> Dataset entries
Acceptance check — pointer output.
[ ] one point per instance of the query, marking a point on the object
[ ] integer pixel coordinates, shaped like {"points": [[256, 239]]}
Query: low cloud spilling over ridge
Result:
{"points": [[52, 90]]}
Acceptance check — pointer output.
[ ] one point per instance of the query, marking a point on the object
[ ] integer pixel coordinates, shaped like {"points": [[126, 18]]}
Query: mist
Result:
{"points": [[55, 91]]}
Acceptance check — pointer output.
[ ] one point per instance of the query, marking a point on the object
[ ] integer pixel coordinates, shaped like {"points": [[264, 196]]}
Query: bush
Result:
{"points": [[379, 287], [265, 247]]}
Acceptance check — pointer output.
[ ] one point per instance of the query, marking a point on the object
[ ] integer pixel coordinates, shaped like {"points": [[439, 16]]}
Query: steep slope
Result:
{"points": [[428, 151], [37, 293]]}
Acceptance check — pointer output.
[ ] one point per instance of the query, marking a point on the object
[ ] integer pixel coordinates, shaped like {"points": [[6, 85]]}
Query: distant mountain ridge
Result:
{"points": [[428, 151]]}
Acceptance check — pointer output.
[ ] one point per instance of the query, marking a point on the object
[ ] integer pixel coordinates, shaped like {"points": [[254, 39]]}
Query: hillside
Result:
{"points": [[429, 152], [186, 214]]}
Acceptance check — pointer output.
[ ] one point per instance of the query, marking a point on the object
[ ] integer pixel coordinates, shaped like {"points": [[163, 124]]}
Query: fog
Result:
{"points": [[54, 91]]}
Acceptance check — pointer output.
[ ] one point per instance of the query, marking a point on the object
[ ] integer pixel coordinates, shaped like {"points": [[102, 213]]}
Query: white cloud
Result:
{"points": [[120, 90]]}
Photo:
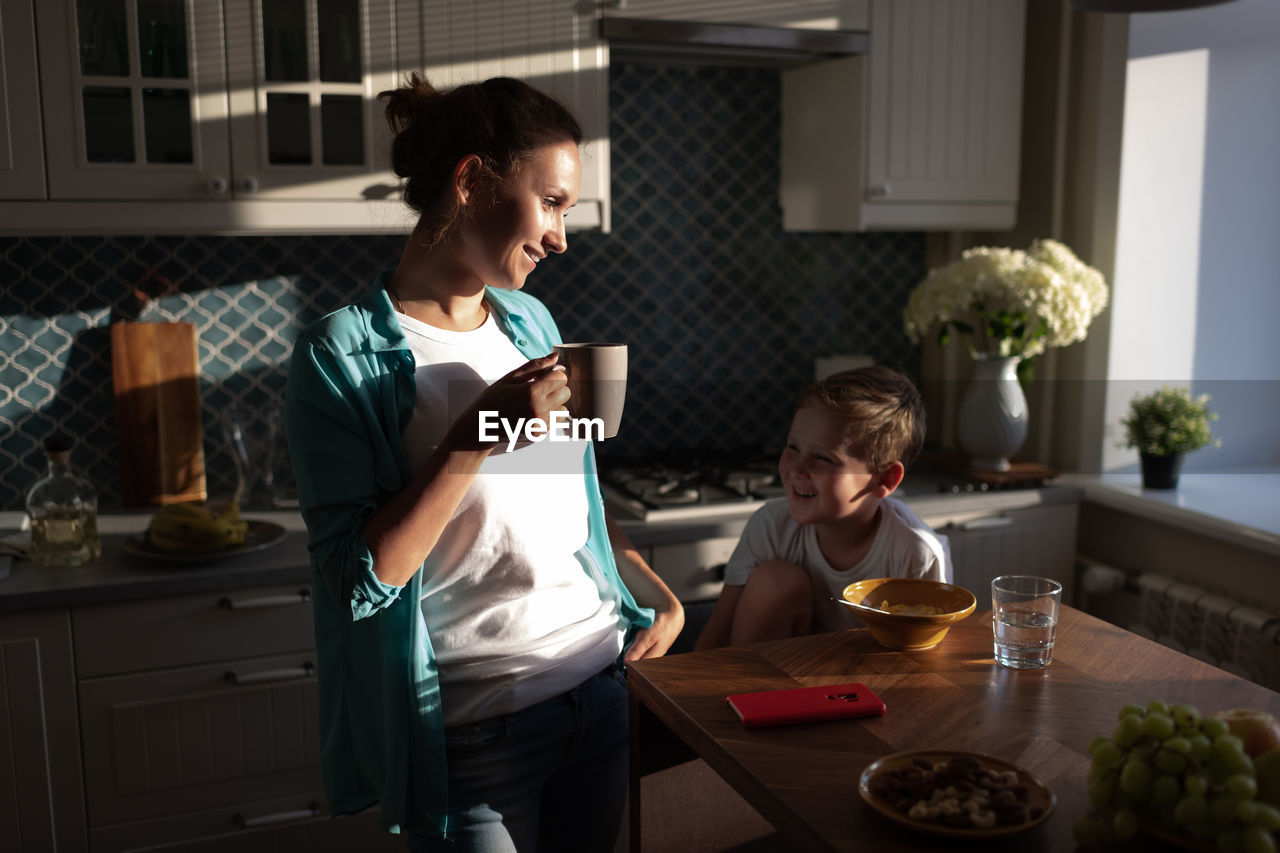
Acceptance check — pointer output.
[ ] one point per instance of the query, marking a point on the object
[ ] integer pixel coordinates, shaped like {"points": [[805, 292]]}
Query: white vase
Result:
{"points": [[992, 422]]}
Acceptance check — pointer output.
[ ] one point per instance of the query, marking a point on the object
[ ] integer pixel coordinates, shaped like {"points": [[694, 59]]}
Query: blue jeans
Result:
{"points": [[549, 778]]}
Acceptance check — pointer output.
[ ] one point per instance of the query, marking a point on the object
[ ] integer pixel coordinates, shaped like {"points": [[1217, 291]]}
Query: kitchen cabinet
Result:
{"points": [[169, 99], [920, 132], [22, 159], [263, 115], [809, 14], [209, 734], [551, 44], [694, 570], [41, 807]]}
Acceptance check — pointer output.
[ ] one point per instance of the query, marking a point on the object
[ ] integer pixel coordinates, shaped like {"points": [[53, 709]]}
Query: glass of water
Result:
{"points": [[1024, 619]]}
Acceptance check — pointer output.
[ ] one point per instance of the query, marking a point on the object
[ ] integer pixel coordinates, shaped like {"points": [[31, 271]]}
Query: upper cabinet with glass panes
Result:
{"points": [[200, 99], [242, 113]]}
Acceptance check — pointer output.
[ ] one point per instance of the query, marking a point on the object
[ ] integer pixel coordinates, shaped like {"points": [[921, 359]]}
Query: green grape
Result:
{"points": [[1196, 784], [1221, 808], [1159, 725], [1185, 716], [1107, 753], [1202, 831], [1101, 790], [1229, 839], [1267, 817], [1136, 779], [1201, 748], [1240, 787], [1170, 762], [1128, 730], [1214, 728], [1165, 790], [1087, 830], [1124, 822], [1257, 840], [1191, 810]]}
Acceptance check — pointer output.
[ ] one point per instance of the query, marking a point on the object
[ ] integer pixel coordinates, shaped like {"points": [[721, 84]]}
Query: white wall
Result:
{"points": [[1197, 274]]}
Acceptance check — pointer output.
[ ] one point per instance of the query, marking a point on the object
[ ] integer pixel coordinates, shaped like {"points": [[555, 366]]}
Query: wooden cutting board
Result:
{"points": [[159, 430]]}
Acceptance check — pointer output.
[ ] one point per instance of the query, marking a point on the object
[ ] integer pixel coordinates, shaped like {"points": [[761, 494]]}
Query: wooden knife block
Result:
{"points": [[159, 429]]}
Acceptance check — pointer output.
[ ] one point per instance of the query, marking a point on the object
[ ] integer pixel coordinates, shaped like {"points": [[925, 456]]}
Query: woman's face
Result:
{"points": [[503, 240]]}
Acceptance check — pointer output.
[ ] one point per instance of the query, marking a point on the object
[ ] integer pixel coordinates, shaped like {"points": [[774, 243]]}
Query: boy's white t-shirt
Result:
{"points": [[512, 615], [904, 547]]}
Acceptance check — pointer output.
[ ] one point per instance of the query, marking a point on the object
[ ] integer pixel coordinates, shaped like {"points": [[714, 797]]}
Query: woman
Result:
{"points": [[470, 612]]}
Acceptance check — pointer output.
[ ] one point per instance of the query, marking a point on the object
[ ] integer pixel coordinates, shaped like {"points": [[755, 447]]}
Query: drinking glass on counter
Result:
{"points": [[1024, 619]]}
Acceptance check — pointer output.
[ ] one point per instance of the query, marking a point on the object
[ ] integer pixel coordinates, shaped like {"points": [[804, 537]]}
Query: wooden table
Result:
{"points": [[804, 778]]}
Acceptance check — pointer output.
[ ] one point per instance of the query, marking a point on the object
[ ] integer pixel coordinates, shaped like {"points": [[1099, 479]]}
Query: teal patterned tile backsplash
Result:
{"points": [[722, 310]]}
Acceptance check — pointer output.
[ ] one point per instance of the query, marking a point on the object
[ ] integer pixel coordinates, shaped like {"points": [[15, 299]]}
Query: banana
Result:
{"points": [[191, 528]]}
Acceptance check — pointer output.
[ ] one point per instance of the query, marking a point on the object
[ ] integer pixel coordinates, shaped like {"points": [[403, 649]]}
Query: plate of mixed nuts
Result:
{"points": [[956, 794]]}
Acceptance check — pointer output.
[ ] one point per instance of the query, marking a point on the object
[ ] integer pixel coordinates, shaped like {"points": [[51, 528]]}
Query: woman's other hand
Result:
{"points": [[656, 639], [531, 391]]}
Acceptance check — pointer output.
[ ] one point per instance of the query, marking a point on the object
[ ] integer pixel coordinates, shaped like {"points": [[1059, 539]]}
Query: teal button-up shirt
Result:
{"points": [[350, 395]]}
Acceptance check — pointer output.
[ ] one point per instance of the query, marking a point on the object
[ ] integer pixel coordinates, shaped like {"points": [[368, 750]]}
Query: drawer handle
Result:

> BRIEF
Copy the records above exactly, leaving out every picture.

> RESPONSE TO THE TASK
Acceptance check — pointer output.
[ ] one point per instance of the query, marking a point on the object
[ ] integer pixel coordinates, shaped like {"points": [[256, 239]]}
Query: low cloud spilling over ridge
Result:
{"points": [[52, 90]]}
Acceptance check — pointer output.
[ ] one point per instance of the query, marking a point on the object
[ ] integer pixel coordinates, shaped like {"points": [[126, 18]]}
Query: mist
Result:
{"points": [[55, 91]]}
Acceptance check — pointer output.
[ ] one point per instance of the query, marking a point on the object
[ ] integer pixel coordinates, shaped like {"points": [[264, 196]]}
Query: bush
Result:
{"points": [[379, 287], [265, 247]]}
Acceptance check — pointer output.
[ ] one point per instance of the query, marking a point on the object
[ ] integer pixel coordinates, shaped like {"points": [[439, 16]]}
Query: steep slope
Result:
{"points": [[428, 151], [37, 293]]}
Acceptance check — pointer output.
[ ] one point per instance of the query, marking a point on the object
[ ] integer pixel coordinates, shaped like {"points": [[6, 85]]}
Query: distant mountain ridge
Result:
{"points": [[428, 151]]}
Acceptance check — pointer output.
[ ] one point per instance of the query, marking a point on the object
[ ] integer pixel coordinates, shaped like {"points": [[254, 39]]}
Query: hillside
Result:
{"points": [[429, 152], [186, 214]]}
Acceptance check — pointer output.
[ ] one point per instance of the query, marking a point on the object
[ ] integer pixel coordinates, shaped like {"points": [[163, 124]]}
Query: fog
Result:
{"points": [[54, 91]]}
Acceptance check — pointer output.
[ ] one point per instance of the query, marking a point on the object
[ ] integer pixel coordinates, shaped like {"points": [[102, 213]]}
Query: white cloud
Result:
{"points": [[120, 90]]}
Photo:
Acceptance check — pointer output.
[ ] one point per instance of the query, marking a point on the object
[ ] integer pixel coordinates, shaped like {"points": [[805, 292]]}
Query: white vase
Result:
{"points": [[992, 422]]}
Acceptance check — pointer output.
[ ] one point per instance of the query, marking a point on the object
[ ] integer pixel coordinates, shaped like {"points": [[694, 59]]}
Query: blue jeans
Result:
{"points": [[549, 778]]}
Acceptance check — pointer output.
[ ] one point per instance of the query, marking a point on the object
[ ] integer pixel coordinates, shaped like {"points": [[1217, 291]]}
Query: kitchen cabinet
Result:
{"points": [[169, 99], [920, 132], [22, 159], [263, 115], [809, 14], [209, 734], [551, 44], [694, 570], [41, 807]]}
Acceptance check — pointer output.
[ ] one point per instance of the query, marking a point on the object
[ ] integer pixel coordinates, shaped like {"points": [[53, 709]]}
Query: glass of water
Result:
{"points": [[1024, 619]]}
Acceptance check — pointer output.
[ ] one point per instance of the query, marking a point on the object
[ ] integer pixel coordinates, shaped like {"points": [[31, 271]]}
Query: upper cabinet with glass panes
Result:
{"points": [[200, 99], [242, 113]]}
Acceptance check — pointer output.
[ ] one point per instance of the query, marking a point on the object
[ ] integer pixel coordinates, shaped like {"points": [[921, 359]]}
Query: green grape
Result:
{"points": [[1196, 784], [1221, 808], [1159, 725], [1185, 716], [1107, 753], [1202, 831], [1101, 790], [1229, 839], [1267, 817], [1136, 779], [1201, 748], [1240, 787], [1170, 762], [1128, 730], [1214, 728], [1165, 790], [1087, 830], [1124, 822], [1257, 840], [1191, 810]]}
Acceptance check — pointer output.
[ ] one point per instance of the query, marking a point on the object
[ ] integer pixel coordinates, shaped like {"points": [[721, 84]]}
Query: white wall
Result:
{"points": [[1197, 274]]}
Acceptance check — pointer output.
[ ] one point per instance of the query, marking a point on the object
[ ] integer pixel coordinates, shaped like {"points": [[555, 366]]}
Query: wooden cutting board
Result:
{"points": [[159, 430]]}
Acceptance check — pointer output.
[ ] one point per instance of the query, marking a point on the object
[ ] integer pixel coordinates, shaped like {"points": [[761, 494]]}
Query: wooden knife block
Result:
{"points": [[159, 429]]}
Acceptance check — pointer output.
[ ] one point per instance of the query, marking a point on the object
[ ] integer pixel coordinates, shaped like {"points": [[925, 456]]}
Query: woman's face
Result:
{"points": [[503, 240]]}
Acceptance check — pointer output.
[ ] one point per instance of the query, marking a point on the object
[ ] integer pixel coordinates, shaped like {"points": [[774, 243]]}
Query: boy's white t-shirt
Result:
{"points": [[512, 615], [904, 547]]}
Acceptance check — pointer output.
[ ] one point per instance of the query, marking a point on the object
[ ] integer pixel coordinates, shaped like {"points": [[714, 797]]}
Query: woman
Result:
{"points": [[470, 612]]}
Acceptance check — pointer output.
[ ] one point per instance of the query, marking a point on the object
[ ] integer pixel coordinates, shaped like {"points": [[755, 447]]}
Query: drinking glass on counter
Result:
{"points": [[1024, 619]]}
Acceptance check — pointer output.
[ ] one point per instance of the query, marking a point on the object
[ ] integer pixel coordinates, shaped like {"points": [[804, 537]]}
Query: wooden table
Result:
{"points": [[804, 778]]}
Acceptance check — pointer output.
[ ] one point per instance of the query, marking a point on the object
[ ] integer pixel coordinates, shaped like {"points": [[1099, 479]]}
Query: teal patterned tile backsplash
Result:
{"points": [[722, 310]]}
Acceptance check — pointer output.
[ ] one point per instance of the query, marking a point on the object
[ ] integer pixel coordinates, shaped like {"points": [[15, 299]]}
Query: banana
Result:
{"points": [[191, 528]]}
Acceptance check — pointer output.
[ ] one point per instance of the query, marking a point on the object
[ ] integer pixel coordinates, shaped like {"points": [[403, 649]]}
Query: plate of mixed nuts
Result:
{"points": [[956, 794]]}
Acceptance check — pointer output.
[ ] one point per instance of the query, marking a point on the object
[ ] integer pixel coordinates, shaped like {"points": [[51, 528]]}
Query: woman's other hand
Result:
{"points": [[656, 639], [531, 391]]}
Acceptance check — pointer output.
[ ] one point per instance of the query, marking a point on the object
[ ] integer pixel coordinates, shaped like {"points": [[1059, 539]]}
Query: teal button-up shirt
Result:
{"points": [[350, 395]]}
Acceptance check — pointer output.
[ ] one point per instance of the query, marking a point on the object
[ ] integer pixel coordinates, shaped like {"points": [[368, 750]]}
Query: drawer handle
Result:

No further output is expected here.